- [Work order] Set down the records that follow exactly, every line of them.

- [Stored data]
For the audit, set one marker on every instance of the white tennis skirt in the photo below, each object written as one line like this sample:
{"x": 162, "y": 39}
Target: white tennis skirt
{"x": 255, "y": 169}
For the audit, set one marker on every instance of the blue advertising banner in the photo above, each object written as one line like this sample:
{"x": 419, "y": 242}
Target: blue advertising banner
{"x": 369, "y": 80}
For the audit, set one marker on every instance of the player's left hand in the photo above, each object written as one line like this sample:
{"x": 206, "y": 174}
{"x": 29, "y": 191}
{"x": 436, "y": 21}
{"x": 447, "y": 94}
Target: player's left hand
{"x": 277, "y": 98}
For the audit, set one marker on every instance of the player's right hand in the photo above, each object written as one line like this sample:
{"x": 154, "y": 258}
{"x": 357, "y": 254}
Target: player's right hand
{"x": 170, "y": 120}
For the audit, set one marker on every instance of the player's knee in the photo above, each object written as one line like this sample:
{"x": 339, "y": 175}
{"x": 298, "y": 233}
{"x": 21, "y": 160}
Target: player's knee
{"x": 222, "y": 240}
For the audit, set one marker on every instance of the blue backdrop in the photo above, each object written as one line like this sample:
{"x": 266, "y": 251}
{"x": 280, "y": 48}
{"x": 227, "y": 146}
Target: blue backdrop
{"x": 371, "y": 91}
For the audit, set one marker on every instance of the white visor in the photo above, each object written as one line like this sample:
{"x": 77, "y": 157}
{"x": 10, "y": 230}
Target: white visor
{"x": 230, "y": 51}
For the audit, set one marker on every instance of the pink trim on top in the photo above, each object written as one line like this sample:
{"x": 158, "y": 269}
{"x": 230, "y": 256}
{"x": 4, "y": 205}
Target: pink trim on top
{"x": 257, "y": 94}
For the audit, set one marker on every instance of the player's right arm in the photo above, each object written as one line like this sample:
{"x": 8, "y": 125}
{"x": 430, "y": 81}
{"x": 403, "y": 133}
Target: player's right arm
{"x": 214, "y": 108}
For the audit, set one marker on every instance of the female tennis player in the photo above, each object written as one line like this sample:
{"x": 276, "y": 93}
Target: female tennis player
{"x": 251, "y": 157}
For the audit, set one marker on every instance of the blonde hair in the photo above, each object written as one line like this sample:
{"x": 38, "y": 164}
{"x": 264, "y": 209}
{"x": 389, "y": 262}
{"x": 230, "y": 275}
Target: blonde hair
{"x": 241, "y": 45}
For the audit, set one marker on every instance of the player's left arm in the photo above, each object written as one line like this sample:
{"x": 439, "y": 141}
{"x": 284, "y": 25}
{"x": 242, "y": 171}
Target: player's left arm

- [Task result]
For the audit, set one marker on every instance of the white tennis skirt in the photo below, each object written as one line like this sample:
{"x": 162, "y": 39}
Target: white tennis skirt
{"x": 255, "y": 169}
For the audit, set one marker on every instance of the blue advertising banner in the photo above, each object written as one line like this sample:
{"x": 419, "y": 242}
Target: blue advertising banner
{"x": 369, "y": 80}
For the audit, set one marker on every instance of the player's left hand in the photo above, each object written as one line like this sample:
{"x": 206, "y": 174}
{"x": 29, "y": 191}
{"x": 436, "y": 21}
{"x": 447, "y": 94}
Target: player's left hand
{"x": 277, "y": 98}
For the audit, set one marker on every instance of the player's right hand in the photo above, each object written as one line like this sample:
{"x": 154, "y": 258}
{"x": 357, "y": 254}
Target: player's right hand
{"x": 170, "y": 120}
For the audit, set one marker on every instance of the player's knee in the photo above, each object written as one line like this sample:
{"x": 339, "y": 175}
{"x": 298, "y": 233}
{"x": 21, "y": 160}
Target: player's knee
{"x": 222, "y": 240}
For the audit, set one marker on every instance of the blue backdrop in the photo above, each object written as one line like this sample:
{"x": 266, "y": 251}
{"x": 280, "y": 48}
{"x": 227, "y": 146}
Target: blue backdrop
{"x": 371, "y": 91}
For the audit, set one marker on every instance of the white visor in the photo above, each object written as one line like this sample:
{"x": 77, "y": 157}
{"x": 10, "y": 230}
Target: white visor
{"x": 230, "y": 51}
For the audit, set one marker on every instance of the pink trim on top in the photo above, each object written as one line like this sample:
{"x": 158, "y": 269}
{"x": 230, "y": 256}
{"x": 4, "y": 205}
Target: pink trim on top
{"x": 257, "y": 94}
For the audit, set one marker on every instance of the player's right arm in the photo above, each object written as one line like this sample:
{"x": 8, "y": 125}
{"x": 430, "y": 81}
{"x": 403, "y": 133}
Target: player's right arm
{"x": 214, "y": 108}
For the audit, set one marker on every instance of the female tennis player in the photo above, each object written as one line like this sample:
{"x": 276, "y": 93}
Target: female tennis player
{"x": 251, "y": 157}
For the audit, set one marker on every instance of the blonde hair in the photo above, each object written as one line like this sample:
{"x": 38, "y": 164}
{"x": 264, "y": 209}
{"x": 389, "y": 262}
{"x": 230, "y": 275}
Target: blonde hair
{"x": 241, "y": 45}
For the audit, set one marker on every instance of the player's left arm in the photo above, each object written as one line like this sample:
{"x": 439, "y": 141}
{"x": 284, "y": 25}
{"x": 242, "y": 171}
Target: player's left arm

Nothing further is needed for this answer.